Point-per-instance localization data
▽
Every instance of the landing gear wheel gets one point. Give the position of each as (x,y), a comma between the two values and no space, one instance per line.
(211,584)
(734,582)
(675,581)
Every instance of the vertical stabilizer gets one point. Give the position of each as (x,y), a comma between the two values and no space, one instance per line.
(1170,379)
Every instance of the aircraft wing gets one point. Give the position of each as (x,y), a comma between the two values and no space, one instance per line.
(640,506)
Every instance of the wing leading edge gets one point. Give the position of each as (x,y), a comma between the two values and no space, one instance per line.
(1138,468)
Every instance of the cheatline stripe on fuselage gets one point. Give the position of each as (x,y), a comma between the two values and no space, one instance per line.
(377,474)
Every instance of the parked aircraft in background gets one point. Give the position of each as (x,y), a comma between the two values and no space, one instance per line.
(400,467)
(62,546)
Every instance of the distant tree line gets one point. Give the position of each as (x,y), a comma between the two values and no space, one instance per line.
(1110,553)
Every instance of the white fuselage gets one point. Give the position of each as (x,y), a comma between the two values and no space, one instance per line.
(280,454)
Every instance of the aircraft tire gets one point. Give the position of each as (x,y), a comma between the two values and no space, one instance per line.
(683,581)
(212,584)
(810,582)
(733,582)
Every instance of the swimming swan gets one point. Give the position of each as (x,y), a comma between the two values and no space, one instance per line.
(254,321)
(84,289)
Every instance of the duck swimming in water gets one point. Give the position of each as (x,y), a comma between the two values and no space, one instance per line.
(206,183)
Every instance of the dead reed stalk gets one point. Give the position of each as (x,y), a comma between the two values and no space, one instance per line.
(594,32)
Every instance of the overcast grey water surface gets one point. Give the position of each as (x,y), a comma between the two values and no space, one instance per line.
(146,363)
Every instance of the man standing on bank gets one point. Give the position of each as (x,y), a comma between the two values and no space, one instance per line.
△
EXERCISE:
Give back all the records exactly as they stand.

TASK SOLUTION:
Every instance of the landing gear wheel gets one point. Give the position of each as (x,y), a comma between the two values and no space, one instance per line.
(211,584)
(734,582)
(675,581)
Every instance of the vertical stabilizer gets one point. Give the position of each as (x,y), a comma between the two values and no space, one instance per line.
(1170,379)
Every instance of the aircraft wing gets one point. Give the position of each as (x,y), a comma between the two values and no space, one instance per line.
(640,506)
Every instance of the wing leading edge gets one point. Give the position of each as (x,y), a comma between the two values and no space, one instance per line.
(1138,468)
Every instance of the cheatline stripe on fuselage gets one point. Give the position of each as (x,y), a comma between the two values and no space, one instance per line.
(377,474)
Every instance of the parked aircraft in background gets one point. Give the position of each as (x,y), a comma between the two values and no space, one instance per line.
(400,467)
(62,546)
Every instance of the distant tree line gets one point. Give the position of each as (x,y), a comma between the two values and no space, one instance per line.
(1110,553)
Every instance of the white fuselage gets one point. Give the position of each as (x,y), a comma between the two values and no space, one instance per line.
(280,454)
Every instance of the aircraft tire gets one point. Give the position of each as (x,y), a comma between the two values and no space, one instance per line.
(683,581)
(212,584)
(810,582)
(733,582)
Every instance of the swimming swan gets one point. Give the position of each as (x,y), a comma between the two values and no space, one instance per line.
(254,321)
(84,289)
Every instance of the duck swimming in water gets one point. Give the position of each as (x,y), a comma between the two values and no space, one instance per line.
(206,183)
Every instance of the dead reed stalk gets one point. Give the position of each as (x,y), a comma between the two values and no space, one instance per line.
(594,32)
Every instance of the overcast grey water surface gets one point. Give the position of each as (x,y), a comma between the two values and no space, one instance per line.
(146,363)
Every instance of the man standing on bank gets one point. Give the position of each as (x,y), a comma between the two values and no space, one instance per line.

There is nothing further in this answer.